### EXTRACT TO READ
■ ■ ■ ■ ■

Here they are: the 2014 predictions literally everyone hasn’t been waiting for. Please return regularly to check my progress and coincidentally bump the readership stats on my blog to make me feel better.


  1. In the referendum on independence, Scotland votes No.
  2. Brazil grants asylum to Edward Snowden.
  3. The Lib Dems replace Nick Clegg as leader.
  4. UKIP wins more MEPs in the European Parliamentary Elections than the Conservatives, Labour and Lib Dems.
  5. An iconic building or monument is damaged in a freak/climate change weather event.
  6. Paul Dacre leaves his position as chief bigot/editor at the Daily Mail.
  7. More than 50% of Daily Express front page main headlines are about the weather.


  1. Brazil win the World Cup. England don’t qualify from the group stage.
  2. Liverpool win the FA Premier League.
  3. Team GB win exactly one medal at the Winter Olympics in Sochi.
  4. Andy Murray loses in the semi-final of the men’s singles at Wimbledon.
  5. Wales win the rugby union Six Nations tournament.
  6. Johnny Brownlee wins the ITU World Triathlon Series.

Science and technology

  1. Steve Ballmer is replaced as CEO of Microsoft by Satya Nadella.
  2. The crew of the International Space Station is evacuated because of orbital debris.
  3. Apple announces a “revolutionary” (in their words) new TV device.

■ ■ ■ ■ ■

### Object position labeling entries
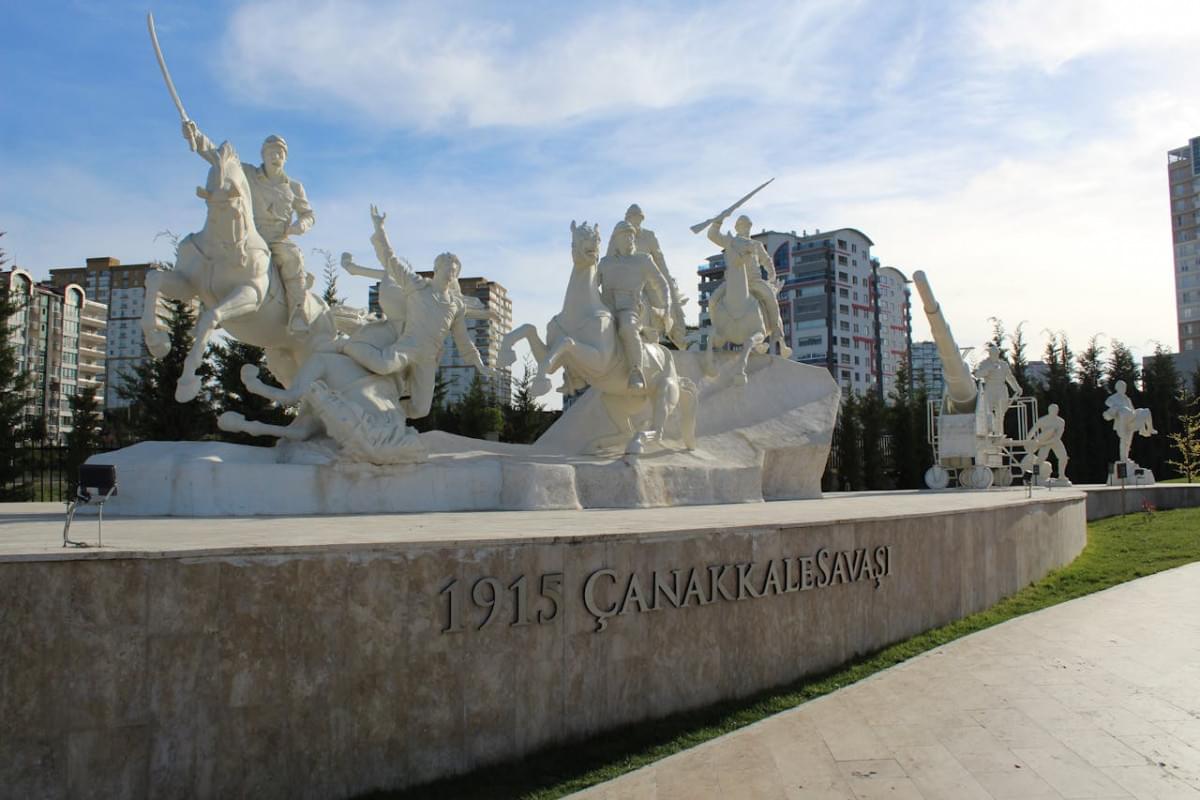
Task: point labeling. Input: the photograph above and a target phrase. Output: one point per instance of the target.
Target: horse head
(227, 194)
(585, 244)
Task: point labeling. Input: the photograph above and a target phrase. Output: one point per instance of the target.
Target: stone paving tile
(1093, 698)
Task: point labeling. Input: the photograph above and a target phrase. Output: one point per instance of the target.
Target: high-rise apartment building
(59, 336)
(1183, 176)
(121, 287)
(487, 332)
(840, 308)
(927, 368)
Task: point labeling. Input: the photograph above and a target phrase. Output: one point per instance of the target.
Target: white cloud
(1050, 35)
(430, 65)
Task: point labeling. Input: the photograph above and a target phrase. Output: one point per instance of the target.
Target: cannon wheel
(976, 477)
(937, 477)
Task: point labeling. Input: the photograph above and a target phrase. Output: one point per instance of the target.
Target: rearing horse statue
(226, 266)
(582, 340)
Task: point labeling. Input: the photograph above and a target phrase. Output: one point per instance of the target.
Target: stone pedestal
(1128, 473)
(330, 656)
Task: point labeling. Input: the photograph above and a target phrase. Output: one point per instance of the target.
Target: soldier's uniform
(623, 278)
(276, 202)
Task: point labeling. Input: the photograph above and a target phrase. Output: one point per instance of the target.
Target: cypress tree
(850, 453)
(84, 438)
(231, 395)
(478, 414)
(1163, 395)
(1089, 462)
(153, 413)
(13, 388)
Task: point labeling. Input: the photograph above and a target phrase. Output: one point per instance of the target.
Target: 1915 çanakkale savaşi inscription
(675, 588)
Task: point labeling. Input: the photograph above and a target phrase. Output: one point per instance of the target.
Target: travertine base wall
(1110, 501)
(327, 673)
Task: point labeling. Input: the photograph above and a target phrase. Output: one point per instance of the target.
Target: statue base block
(766, 440)
(1134, 475)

■ ■ ■ ■ ■

### EXERCISE REQUIREMENTS
1. Retype the 2014 predictions post word for word, starting with "2. Liverpool win" and going on through "new TV device.".
2. Extend the 2014 predictions post, picking up right after its final line.

### FINAL RESULTS
1.
2. Liverpool win the FA Premier League.
  3. Team GB win exactly one medal at the Winter Olympics in Sochi.
  4. Andy Murray loses in the semi-final of the men’s singles at Wimbledon.
  5. Wales win the rugby union Six Nations tournament.
  6. Johnny Brownlee wins the ITU World Triathlon Series.

Science and technology

  1. Steve Ballmer is replaced as CEO of Microsoft by Satya Nadella.
  2. The crew of the International Space Station is evacuated because of orbital debris.
  3. Apple announces a “revolutionary” (in their words) new TV device.

2.
  4. The Nobel prize for physics is won by someone in the field of quantum computing/communication.
  5. Google buys Oculus VR.
  6. Webcam video of a celebrity, obtained covertly by an intelligence agency, leaks on the internet.


  1. Best picture at the Oscars: 12 Years a Slave.
  2. Best actor at the Oscars: Chiwetel Ejiofor for 12 Years a Slave.
  3. Best actress at the Oscars: Emma Thompson for Saving Mr Banks.
  4. Bruce Forsyth stops presenting Strictly Come Dancing.
  5. The BBC reboots a classic 1970s sitcom (eg Dad’s Army).
  6. In one of those “celebrities doing stuff” shows (Splash, Strictly, Dancing on Wolves, etc) a celebrity does stuff that results in a nasty injury on live TV.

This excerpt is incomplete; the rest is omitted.